In the entries below, count the lines that include the word "tree" and reply with the number alone.

------------

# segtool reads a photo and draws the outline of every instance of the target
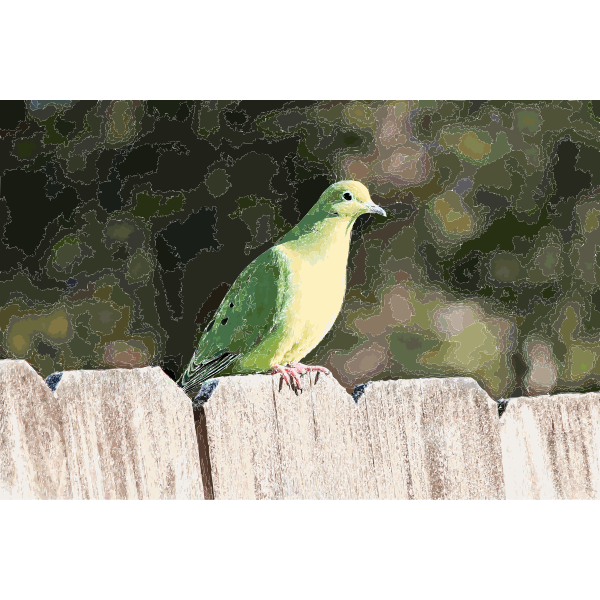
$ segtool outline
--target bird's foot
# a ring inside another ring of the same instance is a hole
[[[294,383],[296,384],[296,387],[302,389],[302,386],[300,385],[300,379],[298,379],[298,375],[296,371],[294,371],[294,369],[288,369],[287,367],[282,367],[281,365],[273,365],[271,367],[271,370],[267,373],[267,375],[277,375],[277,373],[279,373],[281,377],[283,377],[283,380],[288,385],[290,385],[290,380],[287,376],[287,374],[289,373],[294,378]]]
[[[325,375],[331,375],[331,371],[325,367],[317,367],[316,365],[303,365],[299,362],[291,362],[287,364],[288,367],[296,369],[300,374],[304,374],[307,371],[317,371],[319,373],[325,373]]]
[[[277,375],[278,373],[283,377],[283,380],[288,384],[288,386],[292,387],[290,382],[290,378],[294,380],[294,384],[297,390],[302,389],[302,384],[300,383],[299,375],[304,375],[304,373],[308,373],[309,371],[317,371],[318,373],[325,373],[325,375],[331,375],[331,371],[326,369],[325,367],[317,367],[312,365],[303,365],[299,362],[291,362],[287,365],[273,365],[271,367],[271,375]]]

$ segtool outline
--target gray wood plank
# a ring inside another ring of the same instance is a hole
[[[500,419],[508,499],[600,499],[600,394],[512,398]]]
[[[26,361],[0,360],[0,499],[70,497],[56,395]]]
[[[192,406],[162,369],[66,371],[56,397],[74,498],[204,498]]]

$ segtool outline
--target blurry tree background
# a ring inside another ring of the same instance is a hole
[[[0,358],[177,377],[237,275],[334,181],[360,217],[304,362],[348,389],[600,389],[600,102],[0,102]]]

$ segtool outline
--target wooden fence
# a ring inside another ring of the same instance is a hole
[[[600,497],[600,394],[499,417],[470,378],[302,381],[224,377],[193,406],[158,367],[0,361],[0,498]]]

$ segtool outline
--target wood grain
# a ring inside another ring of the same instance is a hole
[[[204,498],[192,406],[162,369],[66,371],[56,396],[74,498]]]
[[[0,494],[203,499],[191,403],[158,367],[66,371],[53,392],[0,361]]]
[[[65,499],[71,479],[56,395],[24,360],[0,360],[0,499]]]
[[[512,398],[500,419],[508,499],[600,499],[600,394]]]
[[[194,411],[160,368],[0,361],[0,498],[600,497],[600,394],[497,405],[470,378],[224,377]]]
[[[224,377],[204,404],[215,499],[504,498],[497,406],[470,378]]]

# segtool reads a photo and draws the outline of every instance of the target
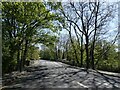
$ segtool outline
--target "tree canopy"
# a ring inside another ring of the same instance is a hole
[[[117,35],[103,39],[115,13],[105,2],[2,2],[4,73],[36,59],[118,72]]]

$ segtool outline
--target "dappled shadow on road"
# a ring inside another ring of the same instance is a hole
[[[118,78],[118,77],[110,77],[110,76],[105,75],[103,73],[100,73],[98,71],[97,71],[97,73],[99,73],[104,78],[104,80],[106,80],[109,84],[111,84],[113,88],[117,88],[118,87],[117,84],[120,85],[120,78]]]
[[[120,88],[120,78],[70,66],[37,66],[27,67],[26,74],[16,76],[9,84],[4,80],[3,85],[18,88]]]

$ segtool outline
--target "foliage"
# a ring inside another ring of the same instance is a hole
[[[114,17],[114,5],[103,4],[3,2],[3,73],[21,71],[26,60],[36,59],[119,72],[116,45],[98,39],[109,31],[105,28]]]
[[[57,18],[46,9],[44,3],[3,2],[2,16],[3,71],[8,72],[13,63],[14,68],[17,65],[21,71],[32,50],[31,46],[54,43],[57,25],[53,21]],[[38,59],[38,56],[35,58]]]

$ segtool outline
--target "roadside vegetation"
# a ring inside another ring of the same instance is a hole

------------

Solution to the exercise: 2